> **Source extract**
::::::::

Accommodations



Accommodations at Arrival Points: San Jose

There are plenty of accommodations around San Jose including a Hampton Inn right near the airport. However, almost no one stays in San Jose unless they arrive after 5:00 PM and have no transportation. Most everyone gets out of town as fast as they can, usually staying in quaint hotels if they arrive in late afternoon. There is nothing actually wrong with San Jose as a city. It's actually rather interesting compared to other large cities in the American tropics. It's just that no one interested in natural history would choose to stay there. However, with several airlines arriving at night, there may be good reason to find a place to stay around San Jose.

 Savegre Lodge

If one arrives at the San Jose airport around midday (Juan Santamaria International Airport), it is possible to get either a shuttle or a rental car in which to get to any accommodations that may be 2-3 hours out of the metropolitan area. If one has coordinated a shuttle from Costa Rica Gateway in advance, they will meet the customer at the airport. A shuttle-for-hire can provide a driving service to Rancho Naturalista, Selva Verde Lodge, or some specific destination mapped out in advance. For people renting a car at the San Jose airport, one should add about an hour working through the details of car rental. There's nothing difficult about car rental at the airport, but there will likely a small line of people working through their own paperwork at the car rental counter.

For individuals arriving at night, and for some tour groups, two places stand out. Many people stay at the
Orquideas Hotel in San Jose, not terribly far from the airport and it's more Costa Rican in flavor than, say, a Hampton Inn. For most people, the Holiday Inn Express and the Hampton Inn (both 5-minute drives from the airport) are perfectly fine. Both hotels are in the same area with an accompanying Denny's Restaurant. Both have shuttles to the airport every half hour. 

I also frequently read of birders staying athe more rural, but very nice, Hotel Bougainvillea about a 30 minute drive from the airport (I stayed there myself in the early 90s, but it looks like a better place now).

Monte Azul, near San Isidro - Jim Peterson

A friend of mine has also stayed at the Poas Volcano Lodge and enjoyed his brief stay there - which is about 1 hour from the San Jose airport.

For some of the best birding lodges throughout Costa Rica that cater to birders, I recommend looking over the lodges on the Costa Rica Gateway web site 


Accommodations at Arrival Points: Liberia

Flying into Liberia, Costa Rica, for the average traveler, usually presumes some sort of beach destination since one is only 30-45 minutes away from the ocean. This isn't always the case, but that appears to be the case for most incoming tourists. Birders can take advantage of this too, but they also have other options in the mountains close to Liberia. 

Rancho Armadillo, Playas del Coco - Jim Peterson

If the Liberia flight arrives late, one can stay at the very close Hilton Garden Inn (which has airport shuttles) or the Best Western Hotel Las Espuelas within Liberia and just a cheap cab fare from the airport. There are also a few foothill lodges near Rincon de Vieja National Park, such as Hacienda Guachipelin, which is about 30 minutes towards the volcanic mountain range northeast of Liberia. In addition, there are foothill accommodations near Bijuagua (Alajuela Province) about 1.5 hours from Liberia including the La Carolina Lodge and the Heliconias Lodge. I should also mention La Ensenada Lodge where some birding tour groups go to pick up Guanacaste specialty birds and several wetland species - about 1.25 hours south of Liberia. Of all the places I mention here, only Heliconias Lodge and La Ensenada truly cater to birdwatchers.

::::::::

> **Input for this task**
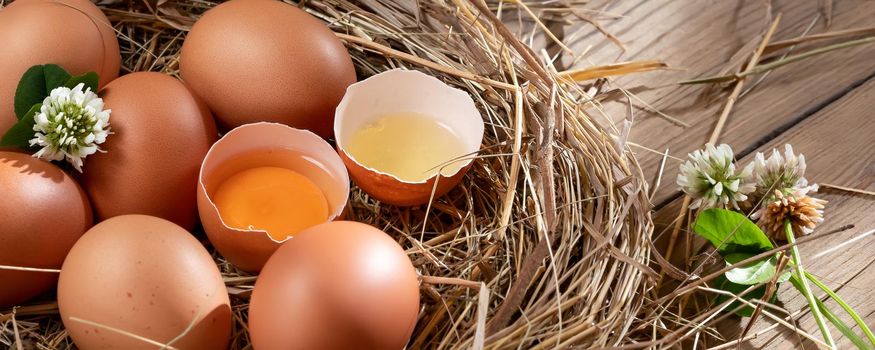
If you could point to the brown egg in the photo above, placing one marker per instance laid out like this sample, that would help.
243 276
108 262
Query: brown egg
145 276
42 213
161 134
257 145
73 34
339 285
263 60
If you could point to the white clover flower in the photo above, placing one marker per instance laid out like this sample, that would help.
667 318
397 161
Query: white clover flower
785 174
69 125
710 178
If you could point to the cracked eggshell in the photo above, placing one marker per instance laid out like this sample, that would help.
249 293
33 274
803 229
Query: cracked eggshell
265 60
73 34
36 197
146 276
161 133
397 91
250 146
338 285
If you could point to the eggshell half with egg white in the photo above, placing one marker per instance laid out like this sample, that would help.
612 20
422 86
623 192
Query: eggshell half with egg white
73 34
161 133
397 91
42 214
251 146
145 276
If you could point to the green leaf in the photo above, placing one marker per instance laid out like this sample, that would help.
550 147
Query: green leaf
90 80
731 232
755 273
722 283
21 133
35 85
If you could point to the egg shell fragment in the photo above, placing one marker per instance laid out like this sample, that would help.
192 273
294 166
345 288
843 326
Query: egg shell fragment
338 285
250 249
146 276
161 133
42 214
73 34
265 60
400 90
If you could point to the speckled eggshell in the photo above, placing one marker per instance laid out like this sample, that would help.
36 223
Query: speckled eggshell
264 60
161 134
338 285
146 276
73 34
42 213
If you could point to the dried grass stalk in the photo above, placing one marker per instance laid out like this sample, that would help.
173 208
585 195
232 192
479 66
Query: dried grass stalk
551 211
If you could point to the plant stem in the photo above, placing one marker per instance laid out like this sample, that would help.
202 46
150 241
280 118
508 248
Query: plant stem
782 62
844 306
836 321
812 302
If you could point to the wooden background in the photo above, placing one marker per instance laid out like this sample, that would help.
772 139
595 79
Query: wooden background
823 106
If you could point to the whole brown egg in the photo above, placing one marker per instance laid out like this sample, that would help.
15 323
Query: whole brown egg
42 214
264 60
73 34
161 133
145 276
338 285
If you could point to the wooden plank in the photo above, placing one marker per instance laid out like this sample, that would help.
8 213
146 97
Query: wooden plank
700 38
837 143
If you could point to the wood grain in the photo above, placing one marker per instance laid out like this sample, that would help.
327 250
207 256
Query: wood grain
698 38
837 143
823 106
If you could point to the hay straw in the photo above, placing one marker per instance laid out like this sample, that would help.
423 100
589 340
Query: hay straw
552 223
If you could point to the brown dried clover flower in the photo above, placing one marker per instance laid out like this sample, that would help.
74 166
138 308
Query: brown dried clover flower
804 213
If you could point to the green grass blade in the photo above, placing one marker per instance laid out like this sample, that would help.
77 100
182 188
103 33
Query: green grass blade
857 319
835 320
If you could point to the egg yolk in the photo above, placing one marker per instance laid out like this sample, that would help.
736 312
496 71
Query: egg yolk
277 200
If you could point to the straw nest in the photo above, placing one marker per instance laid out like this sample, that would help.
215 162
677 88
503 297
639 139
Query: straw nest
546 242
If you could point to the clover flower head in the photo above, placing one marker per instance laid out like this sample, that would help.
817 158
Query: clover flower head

::::::::

> **Jobs**
[1] Which places named in the accommodations text have the word "Lodge" in their names?
[2] In the entries, substitute "dot" for "marker" in the part that opens with the line containing "If you could point to the egg yolk" and runs to the end of the entries, and give back only that part with nothing else changed.
The accommodations text and the entries are unrelated material.

> **Solutions per task**
[1]
Savegre Lodge
Selva Verde Lodge
Poas Volcano Lodge
La Carolina Lodge
Heliconias Lodge
La Ensenada Lodge

[2]
If you could point to the egg yolk in the photo above, placing one dot per instance laid out like this sample, that would help.
736 312
496 71
Query: egg yolk
277 200
If you could point to the straw nest in the photo above, placing one dot per instance laid out like this sample, that would help.
215 162
677 88
503 297
639 139
Query: straw nest
546 242
If you could point to the clover flower head in the photo above, placing one dot per instance laid out like this sample, that would help.
817 158
Query: clover flower head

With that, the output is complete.